Trecho do texto:
Após as fotos, a revelação

Depois das fotos prontas, as mulheres fotografadas começavam a se enxergar de outra forma, ter um outro olhar sobre o próprio corpo. "A sensação era de um choque da beleza que elas tinham e não viam, porque antes só prestavam atenção nos defeitos. Ainda escuto coisas do tipo 'não fotografa minha barriga ou minha perna'. Mas quando elas veem as imagens percebem partes do corpo que nem prestavam atenção, mas que ali eram exaltadas positivamente".

Queria registrar o momento em que o furacão passou

A produtora de queijos Juliana Cunha, 29, conta o que a levou a fazer o ensaio. "Faz quatro meses que terminei um relacionamento de 11 anos. Fui percebendo que me transformei psicologicamente e fisicamente. A minha relação com o corpo começou a mudar e passei a aceitar sensações e desejos que antes eu bloqueava de alguma maneira", conta.

Segundo Juliana, uma mudança em sua vida aconteceu após os ensaios. "Vi que Acsa sabe captar o movimento, a intensidade, os sentimentos e conflitos de cada corpo feminino. Achei que ia ser transformador poder tirar as fotos e senti que eu queria registrar esse momento em que o furacão passou. A sensação que tenho em relação às imagens se transforma ainda, a cada vez que vou olhá-las. Foi uma experiência que compôs meu momento de transformação de uma maneira incrível", revela emocionada.

Dados do exercício:

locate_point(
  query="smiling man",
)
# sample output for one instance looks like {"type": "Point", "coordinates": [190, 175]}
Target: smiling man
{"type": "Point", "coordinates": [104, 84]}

Atividade:
Retome o texto sobre o ensaio fotográfico e a relação das mulheres com o próprio corpo, dando continuidade a ele logo após a última frase apresentada.

Resposta da tarefa:
O ensaio que virou obra de arte

De Natal, a publicitária e padeira Ana Carolina Cardoso, 38 anos, conhecida como Catu, foi convidada por Acsa para um ensaio sensual. "Nunca imaginei que algum dia eu pudesse tirar fotos sensuais que trouxessem essa força feminina. Quando ela me convidou, eu travei, mas em seguida topei. Sempre sofri muito em relação ao meu corpo por causa da obesidade".

Há quatro anos, Catu fez a cirurgia bariátrica e emagreceu mais de 50 kg, mas o corpo "novo" ainda trazia receios: "Sobra pele e fazer um ensaio sensual nunca passou pela minha cabeça".

Catu conta como sua autoestima mudou após as fotos. "O ensaio foi munido de muita energia, compreensão e sororidade — porque é uma mulher fotografando outra mulher. Tirei as fotos praticamente nua e minha mãe gostou tanto do resultado que fez uma pintura com a foto. Então, eu tenho duas imagens lindas a respeito de tudo isso. Sou mãe e tenho uma questão com o corpo além da cirurgia bariátrica. Mas foi uma injeção de ânimo, me senti uma diva".

A beleza está muito mais na cabeça e na energia do que no corpo ou nos padrões

A paranaense Francini Stelli Goldoni, engenheira civil e empresária, 33 anos, foi umas das primeiras mulheres a serem fotografadas por Acsa em Natal, onde mora há 11 anos. E o início de um relacionamento foi a razão para registrar a alegria que estava vivendo. "Hoje já estou casada e na época eu quis eternizar aquele momento".

"Nunca tive problema de autoestima. Eu não tenho um corpo dentro dos padrões aceitos, mas isso nunca me impediu de fazer algo, jamais me senti feia ou menos poderosa. No ensaio, mostrei pele, barriga, seios molinhos como sou e sou muito segura. Apenas não publiquei tudo nas redes por causa do meu trabalho.

A engenheira, que já fez dois ensaios, novembro de 2017 e agosto de 2018, nunca aceitou retoque em suas fotos. "As pessoas viam as fotos e diziam que me enxergavam ali, por isso não queria que fossem tiradas manchas ou colocasse filtros, queria que captassem a beleza, a essência. E como sempre digo, a beleza está muito mais na cabeça e na energia do que no corpo ou nos padrões", desabafa perguntando "quer ver a cabeceira da cama?". Várias fotos estão espalhadas pelo seu quarto.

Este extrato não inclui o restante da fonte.